[Document passage]
======

You are viewing a plain text version of this content. The canonical link for it is here.
Posted to user@pig.apache.org by jeremiah rounds <ro...@gmail.com> on 2012/08/13 23:49:03 UTC

Can anyone give me a hint about this column behavior?

Greetings,

I am new to pig.  I am trying to get to know it on a laptop with
hadoop 20.2 installed in local mode.  I have prior experience with
hadoop, but I figure my error is so weird I blew the pig install or
something.

Here is what I have my problem distilled down too:

$ pig -x local -M


grunt> set pig.splitCombination false;
grunt> cat ERROR_9999_.csv
11,21,31
12,22,32
13,23,33
14,24,34
15,25,35



grunt> raw = load 'ERROR_9999_.csv' USING PigStorage(',',
'-tagsource') AS (file: chararray, col1: chararray,col2: chararray,
col3: chararray);
grunt> dump raw;
(ERROR_9999_.csv,11,21,31)
(ERROR_9999_.csv,12,22,32)
(ERROR_9999_.csv,13,23,33)
(ERROR_9999_.csv,14,24,34)
(ERROR_9999_.csv,15,25,35)

grunt> s1 = FOREACH raw GENERATE  col1, col2, col3;
grunt> dump s1;
(ERROR_9999_.csv,21,31)
(ERROR_9999_.csv,22,32)
(ERROR_9999_.csv,23,33)
(ERROR_9999_.csv,24,34)
(ERROR_9999_.csv,25,35)


Now obviously you wouldn't put on the filename only to take it off,
but this is a distilled down repeatable case that captures my issue in
a larger project.  col1 has become the filename even though it used to
be a double digit number in a chararray for raw.

The describes go like this:
grunt> describe raw;
raw: {file: chararray,col1: chararray,col2: chararray,col3: chararray}
grunt> describe s1;
s1: {col1: chararray,col2: chararray,col3: chararray}

There is an explain at the end of the email if that is useful to
anyone.  I have figured out that the issue seems related to -tagsource
and pruning columns.  Is that indicative of anything I might have done
wrong in an install?

======

Labeling entries for object positions:
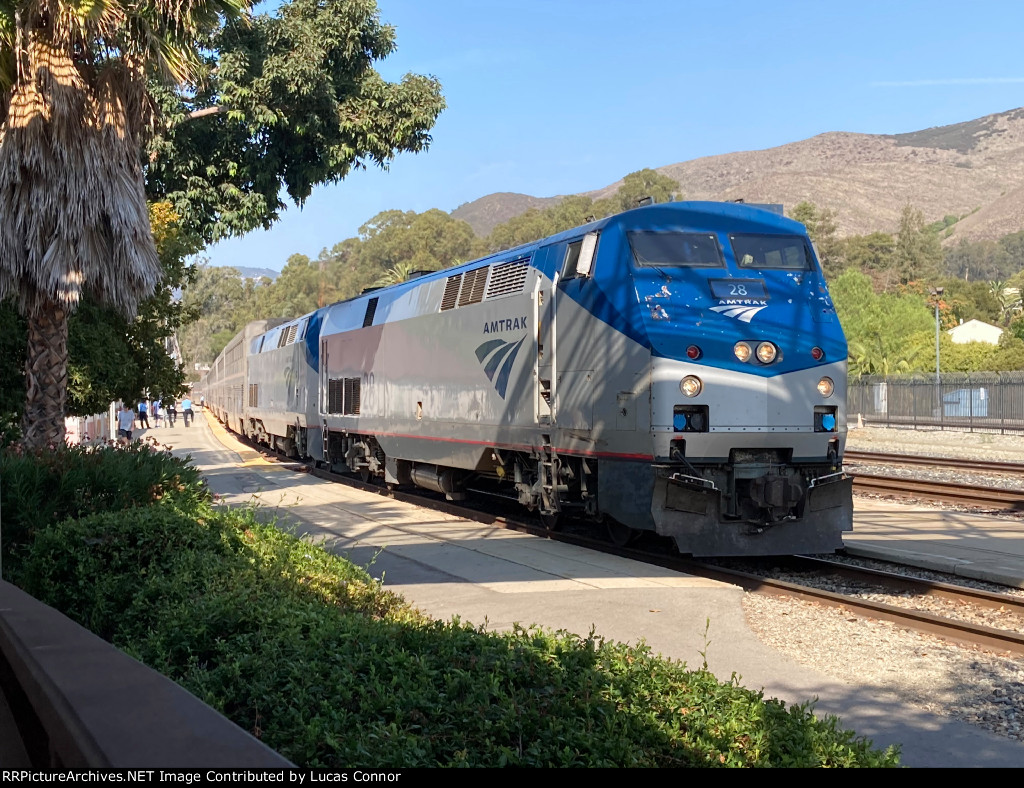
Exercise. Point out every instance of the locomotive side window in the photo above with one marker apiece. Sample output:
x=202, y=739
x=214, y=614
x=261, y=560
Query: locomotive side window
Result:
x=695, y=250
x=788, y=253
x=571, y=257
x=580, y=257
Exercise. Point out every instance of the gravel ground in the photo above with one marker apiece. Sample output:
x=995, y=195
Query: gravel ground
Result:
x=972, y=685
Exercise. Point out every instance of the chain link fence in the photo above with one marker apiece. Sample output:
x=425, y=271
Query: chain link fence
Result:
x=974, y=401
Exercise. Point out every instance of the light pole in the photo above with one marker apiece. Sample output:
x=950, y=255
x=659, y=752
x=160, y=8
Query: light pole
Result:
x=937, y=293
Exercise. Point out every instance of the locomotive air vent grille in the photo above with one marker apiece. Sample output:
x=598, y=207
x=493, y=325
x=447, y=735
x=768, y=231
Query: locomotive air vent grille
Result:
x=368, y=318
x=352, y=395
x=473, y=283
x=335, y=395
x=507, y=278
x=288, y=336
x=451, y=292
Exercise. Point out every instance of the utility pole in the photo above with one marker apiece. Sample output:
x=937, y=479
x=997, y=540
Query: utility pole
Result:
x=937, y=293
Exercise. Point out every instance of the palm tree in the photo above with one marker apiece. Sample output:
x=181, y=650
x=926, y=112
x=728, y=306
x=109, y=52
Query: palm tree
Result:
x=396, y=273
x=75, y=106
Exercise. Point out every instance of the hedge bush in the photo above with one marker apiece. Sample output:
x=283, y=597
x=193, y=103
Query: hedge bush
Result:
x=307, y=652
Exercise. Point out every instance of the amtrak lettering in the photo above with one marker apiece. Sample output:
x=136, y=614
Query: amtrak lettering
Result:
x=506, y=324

======

[Stated goal 1]
Format the records from the line with "Exercise. Point out every instance of the chain" to the line with "x=974, y=401", both included, as a numbered list, leaving out any blank lines.
[Stated goal 2]
Resume the mailing-list post about the Pig column behavior from its last sentence.
The text and the records come from separate, unrelated sources.

[Answer 1]
1. Exercise. Point out every instance of the chain link fence in the photo above with one marker apiece. Sample output:
2. x=425, y=271
3. Query: chain link fence
4. Result:
5. x=974, y=401

[Answer 2]
Thanks,
Jeremiah

grunt> explain s1
2012-08-13 17:47:28,315 [main] INFO
org.apache.pig.newplan.logical.rules.ColumnPruneVisitor - Columns
pruned for raw: $0
initialized
#-----------------------------------------------
# New Logical Plan:
#-----------------------------------------------
s1: (Name: LOStore Schema:
col1#41:chararray,col2#42:chararray,col3#43:chararray)ColumnPrune:InputUids=[42,
43, 41]ColumnPrune:OutputUids=[42, 43, 41]
|
|---s1: (Name: LOForEach Schema:
col1#41:chararray,col2#42:chararray,col3#43:chararray)
    |   |
    |   (Name: LOGenerate[false,false,false] Schema:
col1#41:chararray,col2#42:chararray,col3#43:chararray)
    |   |   |
    |   |   (Name: Cast Type: chararray Uid: 41)
    |   |   |
    |   |   |---col1:(Name: Project Type: bytearray Uid: 41 Input: 0
Column: (*))
    |   |   |
    |   |   (Name: Cast Type: chararray Uid: 42)
    |   |   |
    |   |   |---col2:(Name: Project Type: bytearray Uid: 42 Input: 1
Column: (*))
    |   |   |
    |   |   (Name: Cast Type: chararray Uid: 43)
    |   |   |
    |   |   |---col3:(Name: Project Type: bytearray Uid: 43 Input: 2
Column: (*))
    |   |
    |   |---(Name: LOInnerLoad[0] Schema: col1#41:bytearray)
    |   |
    |   |---(Name: LOInnerLoad[1] Schema: col2#42:bytearray)
    |   |
    |   |---(Name: LOInnerLoad[2] Schema: col3#43:bytearray)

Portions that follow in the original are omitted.